▶ [Challenge] Please quote the lines of the items below exactly, starting at the line that contains "the leaf cluster" and ending at the last line of the items, and leave the pictures out of your answer.

▶ [Source records]
* * * * *

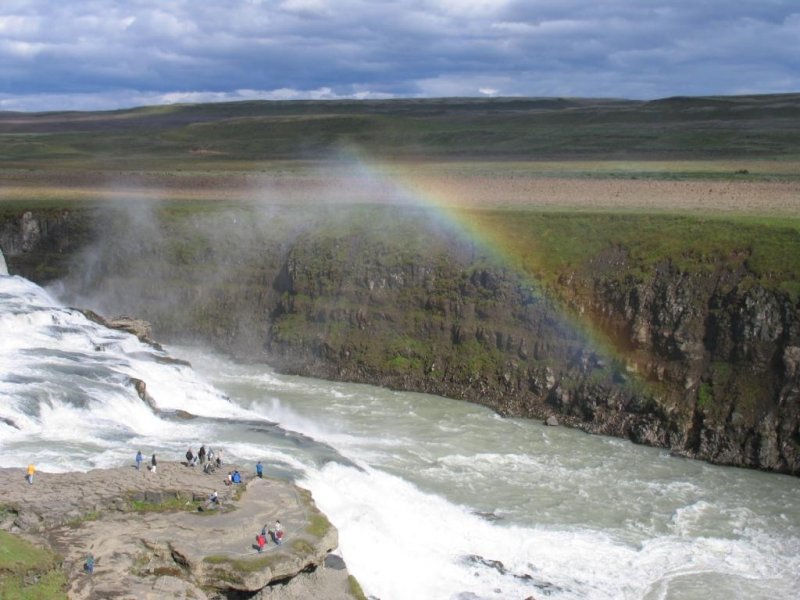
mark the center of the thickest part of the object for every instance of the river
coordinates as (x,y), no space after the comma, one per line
(433,498)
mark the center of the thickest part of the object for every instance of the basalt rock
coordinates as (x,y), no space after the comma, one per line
(701,361)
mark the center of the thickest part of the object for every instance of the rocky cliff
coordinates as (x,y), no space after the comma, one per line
(704,360)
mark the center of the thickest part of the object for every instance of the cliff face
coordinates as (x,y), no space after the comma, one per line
(705,362)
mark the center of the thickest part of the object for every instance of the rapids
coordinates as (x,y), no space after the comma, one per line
(433,498)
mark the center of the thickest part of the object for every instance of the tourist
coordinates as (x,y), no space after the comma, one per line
(277,535)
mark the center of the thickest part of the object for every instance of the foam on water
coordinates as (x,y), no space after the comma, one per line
(67,382)
(432,498)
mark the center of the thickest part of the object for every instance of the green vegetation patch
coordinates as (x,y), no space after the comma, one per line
(171,503)
(549,244)
(28,572)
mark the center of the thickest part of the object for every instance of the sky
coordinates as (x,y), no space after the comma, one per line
(108,54)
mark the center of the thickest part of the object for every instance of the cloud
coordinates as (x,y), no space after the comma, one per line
(102,52)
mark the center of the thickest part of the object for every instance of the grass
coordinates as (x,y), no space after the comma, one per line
(202,137)
(544,244)
(170,504)
(28,572)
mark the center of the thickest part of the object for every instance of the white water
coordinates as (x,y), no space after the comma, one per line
(433,498)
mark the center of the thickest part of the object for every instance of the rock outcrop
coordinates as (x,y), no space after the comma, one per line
(702,360)
(155,535)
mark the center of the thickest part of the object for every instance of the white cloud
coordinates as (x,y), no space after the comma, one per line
(123,52)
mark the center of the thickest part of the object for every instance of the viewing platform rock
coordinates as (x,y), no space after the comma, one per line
(155,535)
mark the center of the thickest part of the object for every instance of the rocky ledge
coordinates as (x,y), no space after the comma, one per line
(156,536)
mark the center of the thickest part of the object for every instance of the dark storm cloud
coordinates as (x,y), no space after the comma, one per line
(109,53)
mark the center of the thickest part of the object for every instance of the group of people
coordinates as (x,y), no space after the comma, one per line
(208,460)
(276,535)
(233,477)
(140,459)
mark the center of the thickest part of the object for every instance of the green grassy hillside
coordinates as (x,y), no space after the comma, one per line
(182,136)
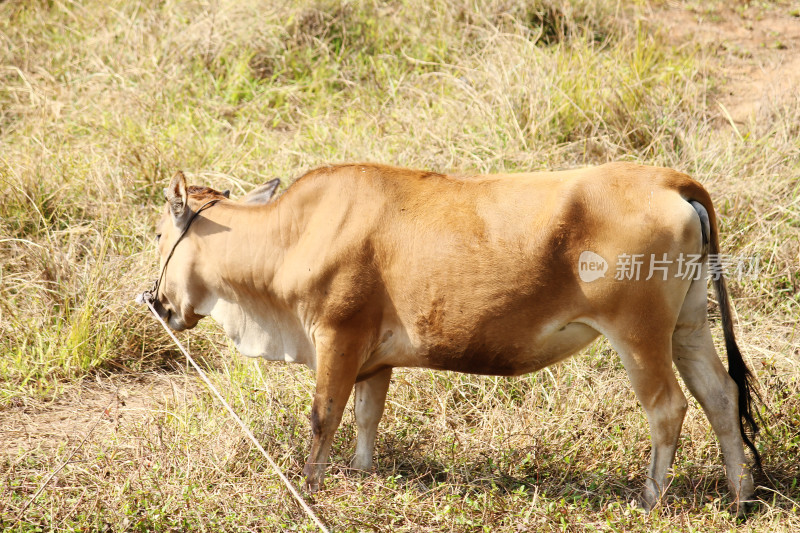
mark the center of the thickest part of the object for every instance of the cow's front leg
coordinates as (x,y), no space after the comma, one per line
(370,399)
(337,367)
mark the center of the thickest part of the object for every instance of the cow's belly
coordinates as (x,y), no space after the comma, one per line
(520,355)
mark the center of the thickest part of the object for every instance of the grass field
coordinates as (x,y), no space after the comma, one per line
(101,101)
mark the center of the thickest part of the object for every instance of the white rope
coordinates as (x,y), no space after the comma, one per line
(244,427)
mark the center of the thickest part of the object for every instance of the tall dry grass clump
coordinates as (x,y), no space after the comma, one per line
(100,102)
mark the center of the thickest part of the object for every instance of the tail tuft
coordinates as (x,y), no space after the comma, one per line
(737,368)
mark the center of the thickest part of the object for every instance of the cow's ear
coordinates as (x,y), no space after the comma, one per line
(176,195)
(263,193)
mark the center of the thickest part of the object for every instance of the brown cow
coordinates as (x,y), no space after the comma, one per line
(358,269)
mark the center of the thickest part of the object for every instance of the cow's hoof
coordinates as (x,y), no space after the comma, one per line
(361,465)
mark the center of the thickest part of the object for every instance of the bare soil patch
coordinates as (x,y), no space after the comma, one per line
(109,402)
(755,47)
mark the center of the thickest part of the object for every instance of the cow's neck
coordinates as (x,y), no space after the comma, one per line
(246,247)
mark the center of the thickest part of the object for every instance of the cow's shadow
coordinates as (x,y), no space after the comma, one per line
(594,488)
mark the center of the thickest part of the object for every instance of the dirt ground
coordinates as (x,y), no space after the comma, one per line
(757,50)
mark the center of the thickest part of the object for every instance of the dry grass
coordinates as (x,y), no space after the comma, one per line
(101,101)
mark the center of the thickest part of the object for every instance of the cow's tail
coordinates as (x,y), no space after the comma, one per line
(699,198)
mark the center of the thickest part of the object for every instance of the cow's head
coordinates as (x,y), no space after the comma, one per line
(181,295)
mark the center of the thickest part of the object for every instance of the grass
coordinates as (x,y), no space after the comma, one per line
(101,101)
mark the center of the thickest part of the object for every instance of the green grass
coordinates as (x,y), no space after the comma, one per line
(100,102)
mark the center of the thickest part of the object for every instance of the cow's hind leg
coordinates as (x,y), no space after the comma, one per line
(648,361)
(700,367)
(370,398)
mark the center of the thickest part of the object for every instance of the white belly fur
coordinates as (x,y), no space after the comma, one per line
(269,335)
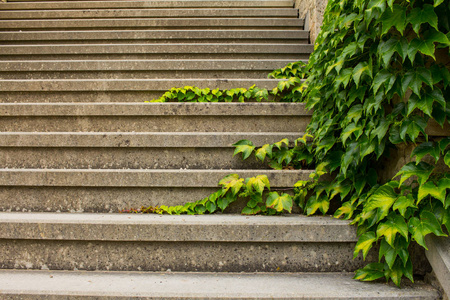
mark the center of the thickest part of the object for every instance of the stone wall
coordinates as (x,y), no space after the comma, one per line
(312,11)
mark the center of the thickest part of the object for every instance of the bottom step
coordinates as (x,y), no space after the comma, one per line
(127,285)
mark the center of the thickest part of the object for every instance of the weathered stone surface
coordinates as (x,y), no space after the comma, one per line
(153,109)
(179,257)
(160,49)
(140,139)
(137,35)
(438,255)
(206,228)
(46,285)
(139,178)
(312,11)
(99,199)
(109,85)
(143,69)
(147,23)
(149,13)
(154,243)
(10,5)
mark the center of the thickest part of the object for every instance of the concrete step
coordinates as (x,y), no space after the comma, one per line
(213,243)
(154,117)
(57,5)
(130,150)
(143,69)
(138,178)
(292,49)
(147,23)
(97,191)
(110,90)
(38,285)
(140,36)
(150,13)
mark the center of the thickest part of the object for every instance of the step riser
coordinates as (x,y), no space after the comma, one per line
(129,85)
(255,40)
(93,24)
(137,178)
(154,34)
(98,200)
(149,13)
(178,257)
(113,158)
(161,56)
(143,4)
(145,68)
(185,49)
(154,124)
(128,151)
(149,74)
(142,65)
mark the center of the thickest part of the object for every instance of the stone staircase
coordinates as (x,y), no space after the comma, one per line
(78,144)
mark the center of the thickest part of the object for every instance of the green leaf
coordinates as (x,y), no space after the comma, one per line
(382,199)
(347,132)
(422,170)
(447,158)
(251,211)
(428,148)
(420,16)
(279,203)
(427,224)
(382,77)
(257,184)
(425,46)
(211,207)
(430,189)
(263,151)
(315,203)
(403,203)
(364,244)
(394,18)
(231,181)
(370,272)
(391,227)
(414,80)
(388,252)
(347,209)
(363,68)
(244,146)
(343,78)
(224,202)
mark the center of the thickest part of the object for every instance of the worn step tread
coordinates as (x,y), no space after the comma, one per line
(154,109)
(83,85)
(184,23)
(139,139)
(183,48)
(27,285)
(155,34)
(173,228)
(142,65)
(140,178)
(150,13)
(14,5)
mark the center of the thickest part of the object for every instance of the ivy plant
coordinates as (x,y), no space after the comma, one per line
(379,75)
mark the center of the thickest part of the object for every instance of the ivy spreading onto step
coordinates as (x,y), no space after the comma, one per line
(379,75)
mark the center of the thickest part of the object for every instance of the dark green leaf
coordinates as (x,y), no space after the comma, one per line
(419,16)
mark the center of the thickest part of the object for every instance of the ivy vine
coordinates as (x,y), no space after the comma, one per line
(378,76)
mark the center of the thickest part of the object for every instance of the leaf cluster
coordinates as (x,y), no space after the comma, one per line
(255,190)
(195,94)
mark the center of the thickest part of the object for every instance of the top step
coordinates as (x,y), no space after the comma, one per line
(31,4)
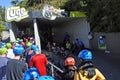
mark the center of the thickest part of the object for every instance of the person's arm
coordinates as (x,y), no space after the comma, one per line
(76,76)
(100,76)
(31,62)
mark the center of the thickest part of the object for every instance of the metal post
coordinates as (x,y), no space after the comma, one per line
(12,36)
(36,33)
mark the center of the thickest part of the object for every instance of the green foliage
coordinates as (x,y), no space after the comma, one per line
(2,27)
(104,15)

* * * * *

▶ [The reply]
mark the center of the thickest part of the object for every instance of the leaf cluster
coordinates as (x,y), no space after the comma, one per line
(255,190)
(195,94)
mark the center of the thickest part of the object for every instance of the top step
coordinates as (x,y), no space after the comma, one per line
(31,4)
mark the center of the thickest part of the object for every instance of the person's arm
coordinates as (x,y), no space after the comma, one per line
(76,76)
(100,76)
(31,62)
mark the center of the thickest part of the object for every instance of the metal post
coordinates as (x,y), no space after the comma, one per line
(12,36)
(36,33)
mark the center of the thickest part of the object for every instance of the green foliage
coordinates as (x,y), no space after the comma, one per line
(2,27)
(104,15)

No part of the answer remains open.